Location identification items —

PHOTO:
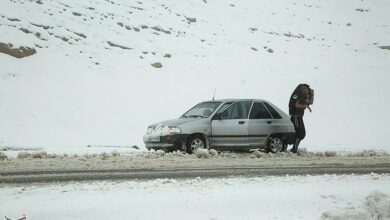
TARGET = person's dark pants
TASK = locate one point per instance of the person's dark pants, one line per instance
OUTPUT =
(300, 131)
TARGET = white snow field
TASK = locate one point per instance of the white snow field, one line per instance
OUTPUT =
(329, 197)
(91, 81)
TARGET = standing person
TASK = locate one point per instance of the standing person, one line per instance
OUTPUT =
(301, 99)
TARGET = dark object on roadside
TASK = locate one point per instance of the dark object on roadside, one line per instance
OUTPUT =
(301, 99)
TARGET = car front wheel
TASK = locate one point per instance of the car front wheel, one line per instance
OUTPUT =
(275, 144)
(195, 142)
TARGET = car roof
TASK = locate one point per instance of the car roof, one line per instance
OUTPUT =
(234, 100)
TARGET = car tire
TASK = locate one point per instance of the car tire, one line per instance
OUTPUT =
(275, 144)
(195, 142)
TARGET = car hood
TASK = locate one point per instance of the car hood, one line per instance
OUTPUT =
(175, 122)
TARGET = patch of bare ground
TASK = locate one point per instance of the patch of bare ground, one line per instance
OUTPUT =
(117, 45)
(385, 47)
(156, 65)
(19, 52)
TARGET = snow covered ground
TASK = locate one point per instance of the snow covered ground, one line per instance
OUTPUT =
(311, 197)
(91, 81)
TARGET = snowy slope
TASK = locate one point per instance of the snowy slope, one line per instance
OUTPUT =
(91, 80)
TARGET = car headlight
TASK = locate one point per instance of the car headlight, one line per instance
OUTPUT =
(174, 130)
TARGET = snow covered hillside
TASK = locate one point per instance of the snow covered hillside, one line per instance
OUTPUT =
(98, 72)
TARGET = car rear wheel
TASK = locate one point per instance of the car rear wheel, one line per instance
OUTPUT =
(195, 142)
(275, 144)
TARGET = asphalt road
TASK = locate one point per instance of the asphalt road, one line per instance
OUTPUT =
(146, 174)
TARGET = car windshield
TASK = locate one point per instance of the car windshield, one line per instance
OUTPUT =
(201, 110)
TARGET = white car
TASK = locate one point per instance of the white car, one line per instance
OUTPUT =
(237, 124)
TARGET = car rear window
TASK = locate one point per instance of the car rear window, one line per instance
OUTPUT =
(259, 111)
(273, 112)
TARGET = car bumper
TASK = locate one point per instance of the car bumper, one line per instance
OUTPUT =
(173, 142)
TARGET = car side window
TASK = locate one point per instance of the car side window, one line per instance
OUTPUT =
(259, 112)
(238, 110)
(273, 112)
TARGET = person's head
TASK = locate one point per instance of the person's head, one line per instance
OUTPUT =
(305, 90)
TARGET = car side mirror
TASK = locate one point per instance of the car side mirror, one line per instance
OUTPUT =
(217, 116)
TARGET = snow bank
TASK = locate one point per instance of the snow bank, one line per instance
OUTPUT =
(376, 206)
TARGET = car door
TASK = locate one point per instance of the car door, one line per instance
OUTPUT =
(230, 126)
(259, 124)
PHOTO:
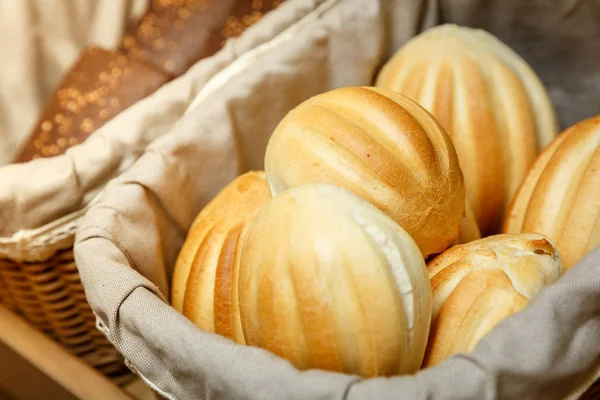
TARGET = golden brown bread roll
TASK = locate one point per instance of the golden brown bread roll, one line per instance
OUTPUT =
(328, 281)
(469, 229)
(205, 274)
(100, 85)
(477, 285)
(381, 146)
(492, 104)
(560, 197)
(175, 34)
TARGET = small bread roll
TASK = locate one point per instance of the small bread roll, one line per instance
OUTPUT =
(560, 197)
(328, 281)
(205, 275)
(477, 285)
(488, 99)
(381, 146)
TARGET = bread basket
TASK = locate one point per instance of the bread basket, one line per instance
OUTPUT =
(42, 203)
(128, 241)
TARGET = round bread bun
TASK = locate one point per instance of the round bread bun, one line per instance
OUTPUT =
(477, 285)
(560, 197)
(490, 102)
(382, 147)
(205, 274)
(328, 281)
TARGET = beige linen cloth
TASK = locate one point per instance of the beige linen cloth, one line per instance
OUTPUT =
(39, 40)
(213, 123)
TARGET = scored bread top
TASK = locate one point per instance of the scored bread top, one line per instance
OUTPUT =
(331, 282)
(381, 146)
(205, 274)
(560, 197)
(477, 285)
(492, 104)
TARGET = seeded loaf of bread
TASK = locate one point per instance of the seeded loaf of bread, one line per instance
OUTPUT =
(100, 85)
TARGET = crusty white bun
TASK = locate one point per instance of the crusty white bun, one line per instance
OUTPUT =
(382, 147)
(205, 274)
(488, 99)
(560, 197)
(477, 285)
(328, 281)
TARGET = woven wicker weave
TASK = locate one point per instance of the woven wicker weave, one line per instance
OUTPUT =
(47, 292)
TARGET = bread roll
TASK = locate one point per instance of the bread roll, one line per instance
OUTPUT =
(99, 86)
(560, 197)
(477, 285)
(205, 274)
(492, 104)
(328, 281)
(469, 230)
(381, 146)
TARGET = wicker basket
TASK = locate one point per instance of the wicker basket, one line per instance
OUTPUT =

GOAL OF THE EXERCISE — Transcribe the entries above verbatim, omitting their pictures.

RESULT FOR THIS EXERCISE —
PHOTO:
TARGET = person's dark pants
TASK = locate one point per instance of the person's dark pants, one line per instance
OUTPUT =
(300, 131)
TARGET = white snow field
TASK = locate one point per instance of the white snow field, one line per instance
OUTPUT =
(329, 197)
(91, 81)
TARGET = standing person
TASK = locate one point per instance of the standing person, one line per instance
OUTPUT =
(301, 99)
TARGET = dark object on roadside
TASK = locate one point per instance of the dark object on roadside, one line per instance
OUTPUT =
(301, 99)
TARGET = car front wheel
TASK = locate one point per instance of the car front wheel, one line per instance
OUTPUT =
(275, 144)
(195, 142)
TARGET = car roof
TASK = locate one point per instance of the car roof, one line per instance
OUTPUT =
(234, 100)
TARGET = car tire
TASK = locate one point per instance of the car tire, one line per instance
OUTPUT =
(275, 144)
(195, 142)
TARGET = car hood
TASK = locate one point per instance of the car hood, one line per instance
OUTPUT =
(175, 122)
TARGET = patch of bare ground
TASK = locate one point per instance of the patch of bare ground, one line per instance
OUTPUT =
(117, 45)
(385, 47)
(156, 65)
(19, 52)
TARGET = snow covered ground
TASK = locate one point per instance of the snow covered ground, one line per instance
OUTPUT =
(311, 197)
(91, 81)
TARGET = snowy slope
TASK = locate one point per instance of the snowy slope, one line per instance
OUTPUT =
(91, 80)
TARGET = car headlight
TASK = locate one point per instance of the car headlight, one line per instance
OUTPUT =
(174, 130)
TARGET = snow covered hillside
TASK = locate one point per instance of the snow covered hillside, one line per instance
OUTPUT =
(98, 72)
TARGET = car rear wheel
TASK = locate one point per instance of the car rear wheel, one line per instance
OUTPUT =
(195, 142)
(275, 144)
TARGET = asphalt road
TASK = locate one point per instance of the asphalt road, one line per instance
OUTPUT =
(146, 174)
TARGET = car windshield
TASK = locate one point per instance of the car windshield, one line per instance
OUTPUT =
(201, 110)
TARGET = white car
TASK = locate one point per instance of the white car, one line per instance
OUTPUT =
(237, 124)
TARGET = car rear window
TASK = locate one point per instance of the car rear window, one line per instance
OUTPUT =
(259, 111)
(273, 112)
TARGET = car bumper
TASK = locate one point per instance of the car bumper, one line per instance
OUTPUT =
(173, 142)
TARGET = car side window
TASK = locate one point per instance of the car side window, one line per instance
OUTPUT =
(259, 112)
(238, 110)
(273, 112)
TARGET = person's head
TASK = locate one point per instance of the person's head, one line per instance
OUTPUT =
(305, 90)
TARGET = car side mirror
TASK = locate one point per instance of the car side mirror, one line per instance
OUTPUT =
(217, 116)
TARGET = snow bank
TASK = locate one point per instance of the snow bank, one line per instance
OUTPUT =
(376, 206)
TARGET = car door
TASK = locate one point per instance of the car door, one line per instance
OUTPUT =
(230, 126)
(259, 124)
PHOTO:
TARGET = golden brown bread roll
TASK = locate one point per instance of the golden brown bread roll, one line per instance
OUTPUT =
(328, 281)
(469, 229)
(205, 274)
(100, 85)
(477, 285)
(381, 146)
(492, 104)
(560, 197)
(175, 34)
TARGET = small bread roll
TASK = locate one point per instance of the small bread roll, one line per instance
OUTPUT =
(560, 197)
(328, 281)
(205, 275)
(477, 285)
(488, 99)
(381, 146)
TARGET = bread basket
TASK = locate one point per instance of the bread basket, one line per instance
OUTPUT =
(42, 203)
(128, 241)
TARGET = round bread bun
TASK = locate one point per instance of the round bread bun, one line per instance
OUTPUT =
(477, 285)
(560, 197)
(490, 102)
(382, 147)
(205, 274)
(328, 281)
TARGET = beige linen cloth
TASK = locate one point per instance of the beige linen cloth, one line per instance
OUTPUT =
(39, 40)
(213, 123)
TARGET = scored bread top
TASK = locate one point per instance of the scored bread top, one line per instance
OUTPUT =
(331, 282)
(381, 146)
(205, 274)
(560, 197)
(477, 285)
(492, 104)
TARGET = seeded loaf of bread
TASK = locate one point per instance of the seeded loaf of bread, one line per instance
OUTPUT =
(100, 85)
TARGET = crusty white bun
TASK = locate one point per instance of the crusty white bun, one line per instance
OUTPUT =
(382, 147)
(205, 274)
(488, 99)
(560, 197)
(477, 285)
(328, 281)
TARGET = woven wicker weave
TASK = locate one point per instance of the woven wicker weave, one line per instance
OUTPUT =
(47, 292)
TARGET = bread roll
TASK = locate one point per instance of the bread roll, one line per instance
OUTPUT =
(99, 86)
(560, 197)
(477, 285)
(205, 274)
(492, 104)
(328, 281)
(469, 230)
(381, 146)
TARGET = wicker basket
TASK = locate one point per instance of the wicker basket, one line per instance
OUTPUT =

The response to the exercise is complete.